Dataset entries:
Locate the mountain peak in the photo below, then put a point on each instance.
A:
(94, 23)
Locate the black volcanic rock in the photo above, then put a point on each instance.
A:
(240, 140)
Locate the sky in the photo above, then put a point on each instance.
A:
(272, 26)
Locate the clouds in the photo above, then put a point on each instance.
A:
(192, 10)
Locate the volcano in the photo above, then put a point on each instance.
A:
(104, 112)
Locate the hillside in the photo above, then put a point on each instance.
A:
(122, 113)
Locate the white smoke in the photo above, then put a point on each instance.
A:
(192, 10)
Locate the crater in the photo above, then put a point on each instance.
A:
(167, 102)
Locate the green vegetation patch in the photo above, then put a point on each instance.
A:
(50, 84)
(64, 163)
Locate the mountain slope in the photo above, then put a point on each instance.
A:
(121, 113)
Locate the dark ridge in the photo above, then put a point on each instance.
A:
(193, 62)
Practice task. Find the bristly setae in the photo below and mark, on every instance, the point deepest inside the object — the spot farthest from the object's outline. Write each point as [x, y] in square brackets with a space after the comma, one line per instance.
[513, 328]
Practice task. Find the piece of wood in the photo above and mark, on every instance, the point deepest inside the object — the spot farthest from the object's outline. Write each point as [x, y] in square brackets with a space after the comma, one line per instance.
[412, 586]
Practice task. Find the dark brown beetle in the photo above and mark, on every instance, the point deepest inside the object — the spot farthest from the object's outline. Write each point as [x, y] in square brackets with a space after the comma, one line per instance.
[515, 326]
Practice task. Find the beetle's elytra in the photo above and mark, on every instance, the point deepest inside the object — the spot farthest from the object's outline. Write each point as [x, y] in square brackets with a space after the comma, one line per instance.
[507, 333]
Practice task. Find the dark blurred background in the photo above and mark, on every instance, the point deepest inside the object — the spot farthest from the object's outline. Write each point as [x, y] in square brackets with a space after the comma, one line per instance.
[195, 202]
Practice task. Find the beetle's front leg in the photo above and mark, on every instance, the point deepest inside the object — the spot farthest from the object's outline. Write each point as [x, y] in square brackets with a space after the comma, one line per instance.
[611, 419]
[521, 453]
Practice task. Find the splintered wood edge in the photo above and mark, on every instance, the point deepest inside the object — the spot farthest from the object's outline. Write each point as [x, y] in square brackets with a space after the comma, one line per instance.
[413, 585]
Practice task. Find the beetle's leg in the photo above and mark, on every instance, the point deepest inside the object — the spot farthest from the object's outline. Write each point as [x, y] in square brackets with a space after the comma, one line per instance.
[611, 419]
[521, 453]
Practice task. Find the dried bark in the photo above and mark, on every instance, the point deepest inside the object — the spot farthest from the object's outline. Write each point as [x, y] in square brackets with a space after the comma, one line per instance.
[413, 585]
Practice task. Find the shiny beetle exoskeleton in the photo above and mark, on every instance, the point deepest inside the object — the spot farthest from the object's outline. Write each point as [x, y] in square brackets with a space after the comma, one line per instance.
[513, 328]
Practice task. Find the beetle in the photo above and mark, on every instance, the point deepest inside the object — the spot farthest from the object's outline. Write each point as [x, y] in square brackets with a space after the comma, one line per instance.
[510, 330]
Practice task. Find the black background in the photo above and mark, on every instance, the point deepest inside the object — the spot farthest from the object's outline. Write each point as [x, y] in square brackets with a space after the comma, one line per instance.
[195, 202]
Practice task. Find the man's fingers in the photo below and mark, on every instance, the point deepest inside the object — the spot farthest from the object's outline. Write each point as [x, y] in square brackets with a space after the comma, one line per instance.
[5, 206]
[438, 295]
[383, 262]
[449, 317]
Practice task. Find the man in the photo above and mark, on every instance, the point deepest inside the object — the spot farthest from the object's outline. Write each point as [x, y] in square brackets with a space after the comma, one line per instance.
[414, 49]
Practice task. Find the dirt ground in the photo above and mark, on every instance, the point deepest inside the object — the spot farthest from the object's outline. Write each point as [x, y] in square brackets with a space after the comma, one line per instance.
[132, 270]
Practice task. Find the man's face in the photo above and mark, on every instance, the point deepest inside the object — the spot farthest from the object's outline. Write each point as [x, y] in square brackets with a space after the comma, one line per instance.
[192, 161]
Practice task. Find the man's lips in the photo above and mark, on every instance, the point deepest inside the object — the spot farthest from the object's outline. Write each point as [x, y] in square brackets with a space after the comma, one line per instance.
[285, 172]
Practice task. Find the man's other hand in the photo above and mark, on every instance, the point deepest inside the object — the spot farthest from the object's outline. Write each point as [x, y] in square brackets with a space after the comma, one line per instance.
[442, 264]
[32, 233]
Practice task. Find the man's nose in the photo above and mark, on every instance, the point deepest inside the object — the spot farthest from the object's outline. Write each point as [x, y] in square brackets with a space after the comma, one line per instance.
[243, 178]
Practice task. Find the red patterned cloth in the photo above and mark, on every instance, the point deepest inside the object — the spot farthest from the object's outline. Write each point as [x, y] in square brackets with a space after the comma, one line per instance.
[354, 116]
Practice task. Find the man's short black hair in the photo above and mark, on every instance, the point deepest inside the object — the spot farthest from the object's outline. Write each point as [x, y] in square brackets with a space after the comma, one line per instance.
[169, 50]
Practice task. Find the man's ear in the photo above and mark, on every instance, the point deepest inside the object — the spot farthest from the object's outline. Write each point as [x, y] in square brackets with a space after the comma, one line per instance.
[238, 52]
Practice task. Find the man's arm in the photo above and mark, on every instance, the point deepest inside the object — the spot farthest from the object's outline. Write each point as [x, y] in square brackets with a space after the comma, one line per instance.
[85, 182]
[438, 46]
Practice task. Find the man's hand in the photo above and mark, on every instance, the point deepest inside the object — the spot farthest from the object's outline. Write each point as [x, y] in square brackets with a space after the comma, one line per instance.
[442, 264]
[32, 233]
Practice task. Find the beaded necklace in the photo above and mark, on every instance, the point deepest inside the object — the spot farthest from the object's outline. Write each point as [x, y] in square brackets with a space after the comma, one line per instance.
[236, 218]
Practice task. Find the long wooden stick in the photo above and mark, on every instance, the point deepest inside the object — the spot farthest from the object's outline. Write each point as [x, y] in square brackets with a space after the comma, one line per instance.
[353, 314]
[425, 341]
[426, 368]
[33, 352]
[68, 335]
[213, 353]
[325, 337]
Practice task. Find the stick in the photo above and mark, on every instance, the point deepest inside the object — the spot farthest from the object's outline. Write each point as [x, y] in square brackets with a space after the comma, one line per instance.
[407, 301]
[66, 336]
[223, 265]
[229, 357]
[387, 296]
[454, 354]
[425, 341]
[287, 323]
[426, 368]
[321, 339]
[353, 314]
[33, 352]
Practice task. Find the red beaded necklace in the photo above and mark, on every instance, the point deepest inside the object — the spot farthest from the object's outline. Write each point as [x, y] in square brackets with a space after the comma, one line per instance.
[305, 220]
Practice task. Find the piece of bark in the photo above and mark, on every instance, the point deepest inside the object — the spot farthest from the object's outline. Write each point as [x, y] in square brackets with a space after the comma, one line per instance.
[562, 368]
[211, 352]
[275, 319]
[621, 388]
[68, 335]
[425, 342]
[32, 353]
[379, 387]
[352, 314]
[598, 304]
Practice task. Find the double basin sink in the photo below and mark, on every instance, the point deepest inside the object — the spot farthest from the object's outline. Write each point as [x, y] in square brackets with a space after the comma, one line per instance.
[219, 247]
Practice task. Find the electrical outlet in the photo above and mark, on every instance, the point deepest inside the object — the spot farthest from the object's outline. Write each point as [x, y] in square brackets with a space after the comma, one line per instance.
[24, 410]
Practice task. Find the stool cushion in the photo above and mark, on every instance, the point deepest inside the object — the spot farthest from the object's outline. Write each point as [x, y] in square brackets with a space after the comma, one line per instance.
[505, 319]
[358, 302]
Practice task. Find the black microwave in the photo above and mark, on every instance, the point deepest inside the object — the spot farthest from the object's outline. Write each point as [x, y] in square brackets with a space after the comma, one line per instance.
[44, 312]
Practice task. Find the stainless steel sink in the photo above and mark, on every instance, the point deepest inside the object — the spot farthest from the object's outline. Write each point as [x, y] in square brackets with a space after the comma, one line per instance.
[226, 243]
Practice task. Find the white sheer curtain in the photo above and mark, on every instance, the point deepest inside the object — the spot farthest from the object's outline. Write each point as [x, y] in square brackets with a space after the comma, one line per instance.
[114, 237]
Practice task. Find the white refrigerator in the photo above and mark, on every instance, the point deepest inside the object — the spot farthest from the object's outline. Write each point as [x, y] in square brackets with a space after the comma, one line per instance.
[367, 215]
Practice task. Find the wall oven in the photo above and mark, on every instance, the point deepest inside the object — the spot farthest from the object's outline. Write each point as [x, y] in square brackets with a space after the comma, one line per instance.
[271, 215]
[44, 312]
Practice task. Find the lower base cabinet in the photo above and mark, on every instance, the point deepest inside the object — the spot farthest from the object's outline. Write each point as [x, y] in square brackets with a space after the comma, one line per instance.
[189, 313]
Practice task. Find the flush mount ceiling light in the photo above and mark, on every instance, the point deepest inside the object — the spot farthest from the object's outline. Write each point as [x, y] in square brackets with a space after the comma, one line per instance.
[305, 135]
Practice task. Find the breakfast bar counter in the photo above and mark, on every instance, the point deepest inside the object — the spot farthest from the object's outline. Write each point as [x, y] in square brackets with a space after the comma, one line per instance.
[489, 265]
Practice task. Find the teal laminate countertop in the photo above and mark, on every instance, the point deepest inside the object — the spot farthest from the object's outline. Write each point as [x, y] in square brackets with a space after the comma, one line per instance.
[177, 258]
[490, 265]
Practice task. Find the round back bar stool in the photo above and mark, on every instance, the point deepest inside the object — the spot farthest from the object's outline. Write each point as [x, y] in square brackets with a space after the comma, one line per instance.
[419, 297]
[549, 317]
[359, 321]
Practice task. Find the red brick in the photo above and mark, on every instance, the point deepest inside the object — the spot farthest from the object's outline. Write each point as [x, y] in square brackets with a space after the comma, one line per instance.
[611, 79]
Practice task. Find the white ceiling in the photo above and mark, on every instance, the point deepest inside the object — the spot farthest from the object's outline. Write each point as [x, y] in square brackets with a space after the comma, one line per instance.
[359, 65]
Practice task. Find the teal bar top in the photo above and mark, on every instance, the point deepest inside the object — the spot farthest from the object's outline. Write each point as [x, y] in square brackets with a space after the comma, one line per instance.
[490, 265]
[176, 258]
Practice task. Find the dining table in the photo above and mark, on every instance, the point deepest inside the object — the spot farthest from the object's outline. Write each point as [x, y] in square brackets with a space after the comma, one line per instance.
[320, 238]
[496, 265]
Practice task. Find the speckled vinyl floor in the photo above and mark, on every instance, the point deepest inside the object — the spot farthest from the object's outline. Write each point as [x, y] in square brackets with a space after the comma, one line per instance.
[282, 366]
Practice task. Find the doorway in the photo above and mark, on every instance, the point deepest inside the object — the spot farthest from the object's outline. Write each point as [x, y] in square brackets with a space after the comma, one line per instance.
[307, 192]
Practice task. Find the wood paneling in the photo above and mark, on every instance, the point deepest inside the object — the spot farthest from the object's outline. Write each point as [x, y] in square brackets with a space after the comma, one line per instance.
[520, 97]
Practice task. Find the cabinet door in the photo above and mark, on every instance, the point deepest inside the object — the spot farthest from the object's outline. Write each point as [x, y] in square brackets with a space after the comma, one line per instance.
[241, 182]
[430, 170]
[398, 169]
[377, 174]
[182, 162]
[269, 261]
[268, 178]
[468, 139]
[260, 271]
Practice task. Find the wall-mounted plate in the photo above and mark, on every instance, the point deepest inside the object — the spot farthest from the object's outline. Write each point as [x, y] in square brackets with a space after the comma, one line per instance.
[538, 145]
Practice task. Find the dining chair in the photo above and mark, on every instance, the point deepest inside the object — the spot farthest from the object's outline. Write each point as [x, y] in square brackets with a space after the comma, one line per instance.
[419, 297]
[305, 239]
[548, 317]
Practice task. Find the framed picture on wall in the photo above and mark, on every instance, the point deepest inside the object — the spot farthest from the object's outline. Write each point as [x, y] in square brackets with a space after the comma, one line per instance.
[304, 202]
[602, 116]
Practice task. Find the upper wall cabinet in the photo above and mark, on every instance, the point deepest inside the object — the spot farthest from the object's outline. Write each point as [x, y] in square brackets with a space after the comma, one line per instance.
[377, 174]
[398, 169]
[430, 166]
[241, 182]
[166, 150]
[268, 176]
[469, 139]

> Set exercise: Rewrite the material starting at the line that has "Practice task. Find the upper" and continuing to its end, changing "instance" to "occurrence" and leaving everything else as it is.

> Output of the exercise:
Practice task. Find the upper wall cabinet in the photo above and mark, on every occurrence, the point deepest inside the object — the spot farthest from the object's outline. Write each point as [x, y] in square brackets with a space after the comma, one line per occurrence.
[377, 174]
[398, 169]
[430, 166]
[241, 182]
[166, 150]
[268, 176]
[469, 139]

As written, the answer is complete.